AIM → The listing below must be repeated word for word, with its images excluded.

======== DATA ENTRIES ========

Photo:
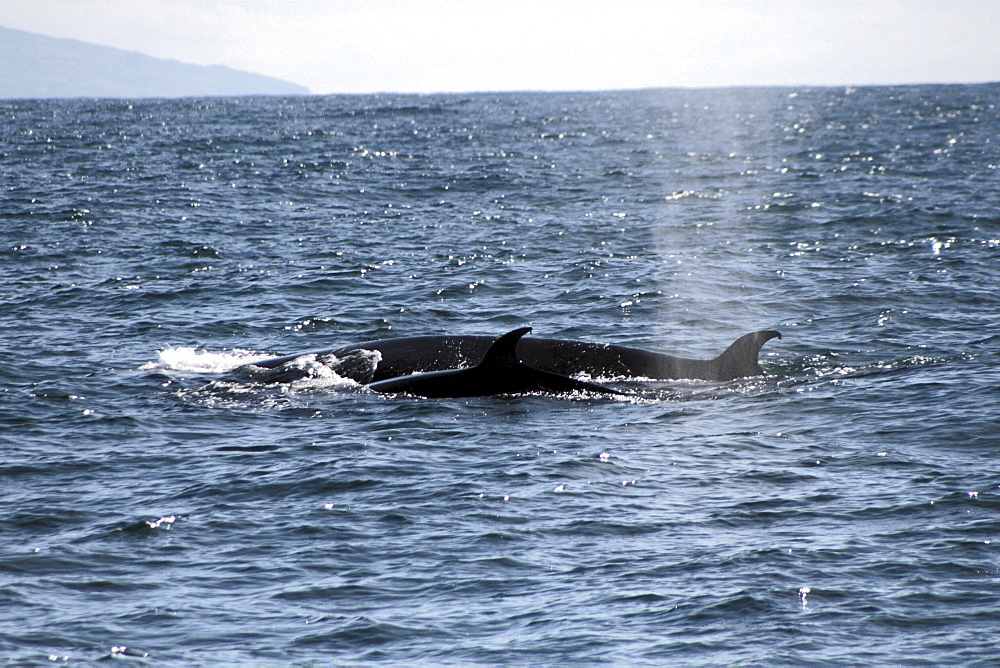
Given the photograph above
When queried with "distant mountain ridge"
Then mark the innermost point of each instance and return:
(35, 66)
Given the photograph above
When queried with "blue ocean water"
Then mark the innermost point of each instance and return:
(842, 509)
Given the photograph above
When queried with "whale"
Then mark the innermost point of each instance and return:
(375, 361)
(499, 372)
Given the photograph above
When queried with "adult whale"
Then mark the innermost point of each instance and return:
(404, 356)
(499, 372)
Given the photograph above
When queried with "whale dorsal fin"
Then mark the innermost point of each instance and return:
(740, 358)
(502, 353)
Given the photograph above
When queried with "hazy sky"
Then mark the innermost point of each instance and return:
(349, 46)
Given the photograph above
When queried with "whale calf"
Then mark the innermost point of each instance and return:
(499, 372)
(417, 354)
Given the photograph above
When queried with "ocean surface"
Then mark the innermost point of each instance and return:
(842, 509)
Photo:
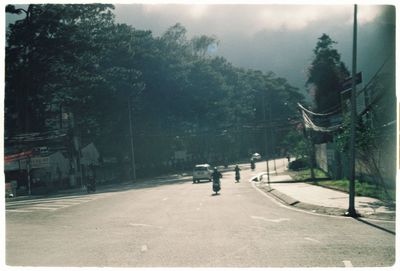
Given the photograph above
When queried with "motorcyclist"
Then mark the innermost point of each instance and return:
(216, 175)
(91, 179)
(237, 173)
(252, 164)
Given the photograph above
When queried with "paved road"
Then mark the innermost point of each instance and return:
(180, 224)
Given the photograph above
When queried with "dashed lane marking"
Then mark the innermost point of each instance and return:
(18, 211)
(347, 264)
(143, 225)
(278, 220)
(312, 240)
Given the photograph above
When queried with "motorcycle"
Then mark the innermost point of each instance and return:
(237, 176)
(216, 186)
(91, 186)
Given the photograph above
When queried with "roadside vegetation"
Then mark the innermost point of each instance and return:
(363, 188)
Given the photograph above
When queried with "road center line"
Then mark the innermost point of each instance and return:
(347, 264)
(143, 225)
(312, 240)
(270, 220)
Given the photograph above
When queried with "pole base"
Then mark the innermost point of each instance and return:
(352, 213)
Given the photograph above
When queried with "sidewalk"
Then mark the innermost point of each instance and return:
(323, 200)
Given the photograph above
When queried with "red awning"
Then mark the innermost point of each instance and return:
(17, 156)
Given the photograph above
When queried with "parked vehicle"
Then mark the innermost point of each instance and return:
(202, 172)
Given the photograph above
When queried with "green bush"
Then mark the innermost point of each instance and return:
(298, 164)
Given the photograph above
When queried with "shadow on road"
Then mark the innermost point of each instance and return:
(375, 226)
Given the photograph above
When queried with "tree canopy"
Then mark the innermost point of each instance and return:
(76, 58)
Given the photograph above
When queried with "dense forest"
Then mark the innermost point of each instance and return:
(176, 93)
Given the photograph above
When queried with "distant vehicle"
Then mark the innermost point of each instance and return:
(202, 172)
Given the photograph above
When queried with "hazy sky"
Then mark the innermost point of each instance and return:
(277, 38)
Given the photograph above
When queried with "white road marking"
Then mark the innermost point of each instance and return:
(347, 264)
(143, 225)
(41, 208)
(18, 211)
(312, 240)
(270, 220)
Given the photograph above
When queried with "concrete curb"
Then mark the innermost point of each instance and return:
(287, 200)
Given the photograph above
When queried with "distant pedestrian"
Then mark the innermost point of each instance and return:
(237, 173)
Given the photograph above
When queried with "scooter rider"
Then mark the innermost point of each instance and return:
(252, 164)
(237, 173)
(216, 175)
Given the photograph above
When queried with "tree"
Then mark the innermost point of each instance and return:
(325, 75)
(51, 58)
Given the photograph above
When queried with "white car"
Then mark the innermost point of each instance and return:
(202, 172)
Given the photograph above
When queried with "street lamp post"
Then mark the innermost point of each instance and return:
(352, 211)
(133, 164)
(266, 136)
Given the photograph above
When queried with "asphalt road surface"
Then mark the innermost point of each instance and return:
(179, 224)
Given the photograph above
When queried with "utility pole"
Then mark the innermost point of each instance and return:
(352, 211)
(266, 136)
(133, 164)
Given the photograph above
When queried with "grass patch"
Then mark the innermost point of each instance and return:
(363, 189)
(305, 174)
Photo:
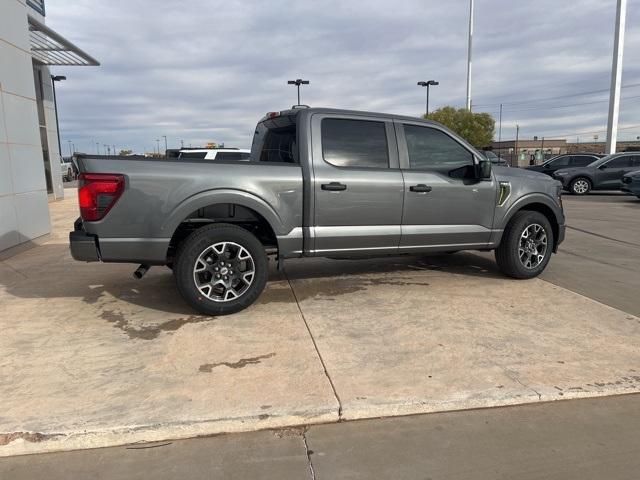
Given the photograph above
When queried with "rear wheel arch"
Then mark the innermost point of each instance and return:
(224, 213)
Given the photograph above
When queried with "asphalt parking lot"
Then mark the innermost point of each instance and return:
(92, 357)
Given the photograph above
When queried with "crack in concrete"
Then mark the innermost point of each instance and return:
(243, 362)
(315, 345)
(309, 453)
(516, 379)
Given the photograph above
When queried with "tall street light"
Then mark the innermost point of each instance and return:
(469, 51)
(54, 79)
(297, 82)
(616, 77)
(428, 84)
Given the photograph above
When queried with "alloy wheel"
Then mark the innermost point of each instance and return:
(532, 247)
(224, 271)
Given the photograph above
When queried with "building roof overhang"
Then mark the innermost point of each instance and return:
(50, 48)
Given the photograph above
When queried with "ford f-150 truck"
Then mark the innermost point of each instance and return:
(320, 182)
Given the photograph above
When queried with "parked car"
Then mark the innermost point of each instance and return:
(569, 160)
(67, 169)
(603, 174)
(631, 183)
(495, 159)
(320, 183)
(220, 154)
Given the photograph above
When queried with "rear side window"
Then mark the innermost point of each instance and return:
(275, 141)
(354, 143)
(431, 148)
(232, 156)
(193, 154)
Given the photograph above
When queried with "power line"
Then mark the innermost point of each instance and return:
(545, 99)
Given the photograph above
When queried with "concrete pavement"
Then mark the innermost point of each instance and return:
(570, 440)
(92, 357)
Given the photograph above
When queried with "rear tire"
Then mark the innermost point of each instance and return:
(526, 246)
(580, 186)
(220, 269)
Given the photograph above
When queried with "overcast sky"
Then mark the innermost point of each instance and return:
(203, 71)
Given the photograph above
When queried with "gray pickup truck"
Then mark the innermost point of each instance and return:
(320, 183)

========

FINISHED TASK →
Photo:
Given the photograph above
When queried with "distant mountain ridge"
Then mark the innermost point of each instance and return:
(35, 66)
Given the photograph above
When queried with "blue ocean water"
Then mark the innermost point of each instance and return:
(842, 509)
Given the photograph above
When queried with "whale"
Then mark the innermost point of each instance and return:
(375, 361)
(499, 372)
Given the photograph above
When queried with "adult whale"
Then mark the innermost point of each instance and return:
(404, 356)
(499, 372)
Given the photograph above
When queried with "whale dorsal fin"
Then mark the innermost point of each instance and return:
(740, 358)
(502, 353)
Given the photograph above
When queried with "hazy sky"
Then mark the innermost point of each instance and return:
(349, 46)
Given the photograph above
When queried with "whale calf"
Then mark the innermost point of each instance and return:
(499, 372)
(417, 354)
Given the photograph above
When queried with "ocean surface"
Then mark the innermost point of each instance and return:
(842, 509)
Photo:
Given the photograph above
When queried with "motorcyclist"
Then mark the innermost point of each instance and return:
(216, 175)
(91, 179)
(237, 173)
(252, 164)
Given the photograph above
When queried with "paved road"
Then mark the innermost point of each instance and return:
(180, 224)
Given the photograph above
When queried with "dashed lane marking"
Then mark the innermost point of each instance and return:
(18, 211)
(347, 264)
(143, 225)
(278, 220)
(312, 240)
Given the photograph above
When queried with "motorcycle"
Then mark the innermost point of each instance and return:
(237, 176)
(216, 186)
(91, 186)
Given the photograph above
When queried with "roadside vegetation"
Then mark the innermost point of each instance and return:
(363, 188)
Given the photograph above
When queried with "road center line"
Then mark the innermost point of each instance and return:
(347, 264)
(143, 225)
(312, 240)
(270, 220)
Given the photograph above
When queried with "pole base"
Then mark the innermost point of each instance and return:
(352, 213)
Given the photograph above
When queried with "sidewalk"
Then mark the innermost point of each instance and return:
(323, 200)
Given the photograph above
When queried with "red awning"
Then mark the innermost point of each instance and return:
(17, 156)
Given the photograph above
When queried with "parked vehicle"
Then mark the innermost point of each instance and return:
(202, 172)
Given the photograph above
When queried with "green bush"
Then mark the innermost point of each instance and return:
(298, 164)
Given the photograph above
When queried with "shadow on road"
Then mark the innermost point of each instance and return:
(375, 226)
Given the photograph above
When queried with "tree canopy"
Then mark the innermost point of each instance and return:
(76, 58)
Given the photograph above
When queried with "dense forest"
Then mark the innermost point of each instance and return:
(176, 93)
Given the photograph above
When queried with "distant vehicle"
Then mark the innermost point of each instance and return:
(202, 172)
Given the photograph above
When queried with "hazy sky"
Then mark the innermost point of each instance and return:
(277, 38)
Given the photograph above
When queried with "white road marking"
Then mark the innermost point of each instance and return:
(347, 264)
(143, 225)
(41, 208)
(18, 211)
(312, 240)
(270, 220)
Given the photograph above
When queried with "concrete curb"
Then mark the innermost point of each instance and return:
(287, 200)
Given the photograph above
When queried with "distant pedestrian"
Then mark the innermost point of each instance and return:
(237, 173)
Given the photograph above
When queried with "scooter rider"
Then mark the innermost point of each instance and return:
(252, 164)
(237, 173)
(216, 175)
Given the photograph above
When queried with "tree"
Then mark the innermost point of each instance and return:
(325, 75)
(51, 58)
Given the photograph above
When queried with "white car"
Then mark the innermost point of each instance and return:
(202, 172)
Given the photograph above
When queried with "street lamp post"
Then mark the innermost point of each instance and return:
(352, 211)
(133, 164)
(266, 136)
Given the photograph above
When queried with "asphalt road surface"
Then mark the innermost point of each instance and return:
(179, 224)
Given the photograph above
When queried with "utility pole"
Then mark the innermost point of each instance and return:
(352, 211)
(266, 136)
(133, 164)
Given the photograph above
When queried with "grass patch"
Then mark the innermost point of each instance and return:
(363, 189)
(305, 174)
Photo:
Given the photograph above
When queried with "rear wheel arch"
Then mark the innermost point of each instance and return:
(224, 213)
Given the photograph above
When queried with "asphalt parking lot"
Then mark the innermost point of each instance and return:
(92, 357)
Given the photograph above
When queried with "crack in concrete"
Then mark the innermost point of each instance and return:
(243, 362)
(315, 345)
(309, 453)
(516, 379)
Given the photograph above
When queried with "tall street light"
Then mark the innermost point of each instance and return:
(469, 51)
(54, 79)
(297, 82)
(616, 77)
(428, 84)
Given the photograph above
When queried with "alloy wheel"
Then mark the innermost point of each instance and return:
(532, 247)
(224, 271)
Given the photograph above
When queried with "building roof overhang"
Then mark the innermost point of each instance and return:
(50, 48)
Given the photograph above
When queried with "ford f-150 truck"
Then mark the innermost point of each instance and return:
(320, 182)
Given the photograph above
When queried with "parked car"
Then mark the innermost point of each instance and return:
(569, 160)
(67, 169)
(603, 174)
(631, 183)
(495, 159)
(320, 183)
(220, 154)
Given the photograph above
When queried with "rear side window"
Then mark the innermost point of each instance and return:
(275, 141)
(354, 143)
(431, 148)
(232, 156)
(193, 154)
Given the photograph above
When queried with "power line"
Then mark the innermost point of each instance and return:
(545, 99)
Given the photograph above
When queried with "concrete pavement"
Then mark the innermost point of each instance and return:
(570, 440)
(92, 357)
Given the photograph above
When queried with "rear tire"
Then mark the innermost point of each instance and return:
(526, 246)
(580, 186)
(220, 269)
Given the photograph above
When queried with "overcast sky"
Then mark the innermost point of each instance and return:
(203, 71)
Given the photograph above
When queried with "gray pickup truck"
Then mark the innermost point of each instance and return:
(320, 183)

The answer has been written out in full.